### Excerpt provided:
The Borrowed Hills has a remarkably serene coda. Photo / Supplied

What do you think of when somebody mentions England’s countryside? Do you picture nice eccentric people in the Yorkshire Dales, as seen, say, in the TV series All Creatures Great and Small? In his debut novel, The Borrowed Hills, Scott Preston presents a very different part of England. Cumbria born and raised, Preston depicts it as a land where it’s either raining or foggy, where sheep farmers have to deal with sparse grazing grounds and bogs, where mountains loom over them and huge boulders block trails – in short, where the land is at best marginal. Sure, Cumbria is picturesque and tourists tramp through to see the Lake District. But beauty doesn’t make life easier for the upland farmers.

It’s 2001. Sheep are rotting with foot-and-mouth disease and inspectors are ordering farmers to put their flocks down. Steve Elliman, who narrates the novel, is a youngish farmer who’s seen his whole flock destroyed and buried. He has a side-hustle as a long-distance truck driver but he’s a farmer first.

Desperate for work, he puts himself in the hands of William Herne, bullying owner of much land, who has seen most of his flock killed but who has also hidden away some sheep he decided were not infected. But Herne is not satisfied with that. He cooks up a grand scheme. He contacts a bunch of criminals and arranges for them to rustle great numbers of healthy sheep from much further south in England. Elliman is one of the drivers and the crime is successful.

Cumbrian capers: Scott Preston sets his debut novel close to home. Photo / Supplied
Cumbrian capers: Scott Preston sets his debut novel close to home. Photo / Supplied

So far, so good. They get hundreds of healthy sheep, rip off their tags and replace them with new ones. But there’s a major snag. Once you put yourself in the hands of criminals, you never get rid of the criminals. They ask for more than one pay-off. Elliman’s house is invaded by two drug-dealing thugs who plan even more illegal activity. There are knives and guns. There is murder. Preston frames this in a context of casual violence. In such a bleak, rainy, foggy environment, it’s common for locals to get smashed in the pubs and start brawling. Elliman is goaded into taking on the local brawler champion. There are side issues in the tale. Elliman has a crush on Herne’s wife Helen and the feeling seems to be mutual; but the outcome isn’t what you expect.

Preston is at his best describing the land. When the rustled sheep are forced though mountain passes, we have what amounts to a minor epic as the drovers sometimes face gale-force winds, the sheep are often in peril of falling to their death off narrow mountain tracks, and the cold is always biting.

Less successful is the way much of the story is told. Having Steve Elliman give the first-person narration flattens him out as a character. Why does he so easily get caught up in criminality when he is first presented as an honest farmer? Is it just desperation for work or is Preston consciously employing the “unreliable narrator”?

The Borrowed Hills has a remarkably serene coda in which matters are sorted out years later, after the murders and rustling are over. The strong sense of a deprived backwater lingers.

The Borrowed Hills by Scott Preston (John Murray, $37.99) is out now.

### Information given:
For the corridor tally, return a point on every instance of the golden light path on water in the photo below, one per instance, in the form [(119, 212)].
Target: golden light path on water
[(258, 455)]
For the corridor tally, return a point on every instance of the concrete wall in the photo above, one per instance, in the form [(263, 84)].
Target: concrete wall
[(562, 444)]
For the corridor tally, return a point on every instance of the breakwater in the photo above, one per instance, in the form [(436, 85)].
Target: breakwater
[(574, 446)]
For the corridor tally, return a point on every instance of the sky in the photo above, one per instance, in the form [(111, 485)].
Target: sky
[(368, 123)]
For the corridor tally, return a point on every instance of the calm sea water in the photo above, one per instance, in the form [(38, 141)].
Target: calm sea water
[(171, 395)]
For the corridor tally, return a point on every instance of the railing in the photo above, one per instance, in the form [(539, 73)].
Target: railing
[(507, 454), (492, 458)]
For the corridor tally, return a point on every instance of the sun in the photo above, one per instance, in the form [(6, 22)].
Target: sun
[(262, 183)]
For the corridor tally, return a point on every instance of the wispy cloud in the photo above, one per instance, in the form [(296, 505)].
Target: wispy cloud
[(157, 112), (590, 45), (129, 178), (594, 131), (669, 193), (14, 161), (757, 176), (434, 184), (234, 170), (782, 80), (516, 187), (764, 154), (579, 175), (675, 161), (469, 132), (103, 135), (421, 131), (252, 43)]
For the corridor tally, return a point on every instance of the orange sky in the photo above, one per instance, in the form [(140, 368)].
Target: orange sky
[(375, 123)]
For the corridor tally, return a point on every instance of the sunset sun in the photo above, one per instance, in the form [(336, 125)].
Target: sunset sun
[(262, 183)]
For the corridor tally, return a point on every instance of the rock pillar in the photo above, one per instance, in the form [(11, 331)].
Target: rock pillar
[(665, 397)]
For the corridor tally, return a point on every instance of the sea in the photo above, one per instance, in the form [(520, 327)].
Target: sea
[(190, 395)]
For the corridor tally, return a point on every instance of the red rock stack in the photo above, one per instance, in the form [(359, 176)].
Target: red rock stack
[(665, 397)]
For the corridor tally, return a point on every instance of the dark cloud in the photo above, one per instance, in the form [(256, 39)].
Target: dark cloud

### Your objective:
From the book review of The Borrowed Hills, reproduce word for word the passage between "Desperate for work, he" and "crime is successful.", inclusive.

### Solution for this problem:
Desperate for work, he puts himself in the hands of William Herne, bullying owner of much land, who has seen most of his flock killed but who has also hidden away some sheep he decided were not infected. But Herne is not satisfied with that. He cooks up a grand scheme. He contacts a bunch of criminals and arranges for them to rustle great numbers of healthy sheep from much further south in England. Elliman is one of the drivers and the crime is successful.